• _Selected extract_

▼▼▼

Jeddiah Stach scratches at several new bites that have recently appeared on her upper arm.
Old scars dot the eight-year-old's entire body after months of living with a bedbug infestation at her west Edmonton housing complex.
Nevertheless, the little girl dances from room to room trying to keep her mother's spirits up.
"We've lost everything. I feel moment to moment I'm just going to crack," said mom Tina Stach. "I'm exhausted, I'm just so exhausted."
The single mother of four is an AISH recipient and relies on subsidized housing.
The family has lived in the same townhouse-style unit since 2007 with few issues.
In August, Stach says new neighbours moved in and that's when they started experiencing a series of infestations of both bedbugs and cockroaches.
"We started getting them coming out of the vents, upstairs, downstairs and then bedbugs. My daughter started having bites all over her body," she said.
The family has had to go to extreme measures to try and keep the ongoing infestations in check.
'Right before Christmas our entire backyard was full of furniture. Everything we had.' - Tina Stach
"We had to get rid of the mattresses in September and then the rest of the house. Right before Christmas our entire backyard was full of furniture, everything we had," said Stach.
"We're talking removing baseboards, we're talking cleaning everything out of the cupboards. Anything that can be open and exposed so they can do these treatments."
All of Stach's four children have been forced to sleep on air mattresses for months and all have had bad reactions to the extermination process.

▲▲▲

• _Raw data_
▼▼▼

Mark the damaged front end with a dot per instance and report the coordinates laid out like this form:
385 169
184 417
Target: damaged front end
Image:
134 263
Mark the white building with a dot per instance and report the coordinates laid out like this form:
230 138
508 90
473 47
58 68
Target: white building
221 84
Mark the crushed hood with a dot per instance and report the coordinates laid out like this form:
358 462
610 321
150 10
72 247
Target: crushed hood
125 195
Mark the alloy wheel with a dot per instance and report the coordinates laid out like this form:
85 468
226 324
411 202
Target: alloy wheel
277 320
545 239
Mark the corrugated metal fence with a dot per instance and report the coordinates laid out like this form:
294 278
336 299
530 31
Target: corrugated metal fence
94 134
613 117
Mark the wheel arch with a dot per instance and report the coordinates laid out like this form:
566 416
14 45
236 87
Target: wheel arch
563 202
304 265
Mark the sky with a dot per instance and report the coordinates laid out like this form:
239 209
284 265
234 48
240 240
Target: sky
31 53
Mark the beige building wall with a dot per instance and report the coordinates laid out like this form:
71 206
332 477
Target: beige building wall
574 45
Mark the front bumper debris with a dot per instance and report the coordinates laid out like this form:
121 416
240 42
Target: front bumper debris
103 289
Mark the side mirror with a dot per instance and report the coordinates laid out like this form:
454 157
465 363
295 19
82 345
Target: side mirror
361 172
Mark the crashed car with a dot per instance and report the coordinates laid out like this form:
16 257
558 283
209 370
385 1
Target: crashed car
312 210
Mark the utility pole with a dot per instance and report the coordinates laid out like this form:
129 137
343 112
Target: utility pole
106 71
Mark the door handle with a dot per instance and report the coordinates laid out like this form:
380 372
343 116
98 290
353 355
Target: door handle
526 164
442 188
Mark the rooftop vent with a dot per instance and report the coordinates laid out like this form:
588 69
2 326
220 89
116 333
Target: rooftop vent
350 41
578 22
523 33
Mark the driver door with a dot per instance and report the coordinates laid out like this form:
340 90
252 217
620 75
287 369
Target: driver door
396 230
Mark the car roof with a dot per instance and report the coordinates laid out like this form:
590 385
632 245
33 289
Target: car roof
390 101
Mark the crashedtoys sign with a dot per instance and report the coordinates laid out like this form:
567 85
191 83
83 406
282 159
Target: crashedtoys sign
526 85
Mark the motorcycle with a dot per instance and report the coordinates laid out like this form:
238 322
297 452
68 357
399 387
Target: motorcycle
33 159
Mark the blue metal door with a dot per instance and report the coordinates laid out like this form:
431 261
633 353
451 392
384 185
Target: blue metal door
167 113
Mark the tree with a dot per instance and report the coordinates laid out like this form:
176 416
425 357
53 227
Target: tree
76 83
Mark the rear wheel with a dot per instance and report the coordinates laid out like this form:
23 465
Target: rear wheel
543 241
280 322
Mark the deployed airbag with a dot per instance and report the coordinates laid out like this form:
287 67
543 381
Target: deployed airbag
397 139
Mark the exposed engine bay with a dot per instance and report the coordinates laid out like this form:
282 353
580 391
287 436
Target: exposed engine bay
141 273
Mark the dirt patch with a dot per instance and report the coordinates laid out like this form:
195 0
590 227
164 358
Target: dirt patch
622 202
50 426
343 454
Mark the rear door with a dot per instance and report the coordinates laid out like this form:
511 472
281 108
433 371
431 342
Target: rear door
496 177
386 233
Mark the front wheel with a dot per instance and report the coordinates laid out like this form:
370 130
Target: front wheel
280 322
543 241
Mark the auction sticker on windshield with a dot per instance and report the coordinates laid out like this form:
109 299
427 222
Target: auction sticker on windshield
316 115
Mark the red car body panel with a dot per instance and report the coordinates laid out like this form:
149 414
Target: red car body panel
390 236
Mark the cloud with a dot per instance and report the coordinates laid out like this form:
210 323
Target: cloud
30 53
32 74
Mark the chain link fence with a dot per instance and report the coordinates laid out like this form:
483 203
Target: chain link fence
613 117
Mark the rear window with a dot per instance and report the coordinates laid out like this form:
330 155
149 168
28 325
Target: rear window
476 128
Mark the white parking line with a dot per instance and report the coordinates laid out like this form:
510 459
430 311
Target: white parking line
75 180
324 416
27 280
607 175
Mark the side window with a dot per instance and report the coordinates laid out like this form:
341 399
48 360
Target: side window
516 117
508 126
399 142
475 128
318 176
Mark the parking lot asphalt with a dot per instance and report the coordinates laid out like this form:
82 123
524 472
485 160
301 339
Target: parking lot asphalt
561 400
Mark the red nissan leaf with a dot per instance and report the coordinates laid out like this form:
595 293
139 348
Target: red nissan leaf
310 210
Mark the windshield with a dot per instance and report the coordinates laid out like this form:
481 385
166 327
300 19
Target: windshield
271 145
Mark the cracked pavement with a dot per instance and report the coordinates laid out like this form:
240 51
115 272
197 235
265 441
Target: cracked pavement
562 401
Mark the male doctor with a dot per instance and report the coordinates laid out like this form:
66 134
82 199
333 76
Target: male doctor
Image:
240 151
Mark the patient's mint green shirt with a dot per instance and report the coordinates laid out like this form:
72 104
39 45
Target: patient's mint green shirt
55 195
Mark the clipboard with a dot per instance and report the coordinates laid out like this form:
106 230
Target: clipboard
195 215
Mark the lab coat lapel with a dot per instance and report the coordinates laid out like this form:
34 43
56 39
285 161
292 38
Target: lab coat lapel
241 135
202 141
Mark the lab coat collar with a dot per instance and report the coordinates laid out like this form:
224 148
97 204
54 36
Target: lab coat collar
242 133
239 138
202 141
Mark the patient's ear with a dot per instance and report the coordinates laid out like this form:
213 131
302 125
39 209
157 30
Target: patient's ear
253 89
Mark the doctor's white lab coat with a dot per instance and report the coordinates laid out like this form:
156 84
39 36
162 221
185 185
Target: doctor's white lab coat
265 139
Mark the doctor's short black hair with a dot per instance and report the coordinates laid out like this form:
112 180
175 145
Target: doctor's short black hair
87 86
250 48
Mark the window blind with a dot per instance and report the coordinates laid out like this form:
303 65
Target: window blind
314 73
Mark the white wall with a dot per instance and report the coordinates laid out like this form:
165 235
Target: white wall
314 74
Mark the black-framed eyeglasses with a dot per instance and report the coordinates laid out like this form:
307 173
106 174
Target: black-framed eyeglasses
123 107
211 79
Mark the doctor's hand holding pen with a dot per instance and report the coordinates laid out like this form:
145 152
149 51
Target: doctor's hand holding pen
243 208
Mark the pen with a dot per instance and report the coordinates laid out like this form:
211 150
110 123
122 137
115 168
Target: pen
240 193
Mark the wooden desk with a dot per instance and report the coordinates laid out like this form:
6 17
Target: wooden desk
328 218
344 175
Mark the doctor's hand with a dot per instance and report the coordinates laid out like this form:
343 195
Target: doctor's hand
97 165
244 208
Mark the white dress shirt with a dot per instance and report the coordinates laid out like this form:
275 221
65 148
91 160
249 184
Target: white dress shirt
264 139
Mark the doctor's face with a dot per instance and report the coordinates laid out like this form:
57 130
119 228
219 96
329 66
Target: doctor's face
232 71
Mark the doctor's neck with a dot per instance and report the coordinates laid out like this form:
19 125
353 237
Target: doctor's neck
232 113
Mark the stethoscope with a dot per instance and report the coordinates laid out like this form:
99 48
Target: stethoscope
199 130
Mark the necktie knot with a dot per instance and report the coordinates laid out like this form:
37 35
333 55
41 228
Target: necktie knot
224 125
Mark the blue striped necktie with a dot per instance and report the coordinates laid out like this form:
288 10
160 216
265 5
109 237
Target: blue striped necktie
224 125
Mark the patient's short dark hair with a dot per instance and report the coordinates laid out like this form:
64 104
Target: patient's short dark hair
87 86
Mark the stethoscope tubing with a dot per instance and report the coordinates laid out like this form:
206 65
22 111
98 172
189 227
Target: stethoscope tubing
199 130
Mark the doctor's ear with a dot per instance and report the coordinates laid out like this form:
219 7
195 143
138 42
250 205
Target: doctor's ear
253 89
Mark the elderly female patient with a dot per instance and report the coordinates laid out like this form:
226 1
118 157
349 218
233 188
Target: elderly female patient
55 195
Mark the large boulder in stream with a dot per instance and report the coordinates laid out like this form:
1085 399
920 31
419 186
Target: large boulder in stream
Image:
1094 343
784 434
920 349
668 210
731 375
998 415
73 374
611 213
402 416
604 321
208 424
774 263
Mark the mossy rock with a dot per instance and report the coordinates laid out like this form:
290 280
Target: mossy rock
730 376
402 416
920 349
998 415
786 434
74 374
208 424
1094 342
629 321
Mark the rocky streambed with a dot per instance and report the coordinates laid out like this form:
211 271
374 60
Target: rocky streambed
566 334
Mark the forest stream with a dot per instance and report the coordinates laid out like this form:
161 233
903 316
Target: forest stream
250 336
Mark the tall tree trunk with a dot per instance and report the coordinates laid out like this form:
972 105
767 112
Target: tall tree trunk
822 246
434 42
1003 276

▲▲▲

• _Directions for this task_
According to the news report about the Stach family, what did the family have to get rid of in September? The entries have no role in this exercise.

• _Solution below_
Their mattresses.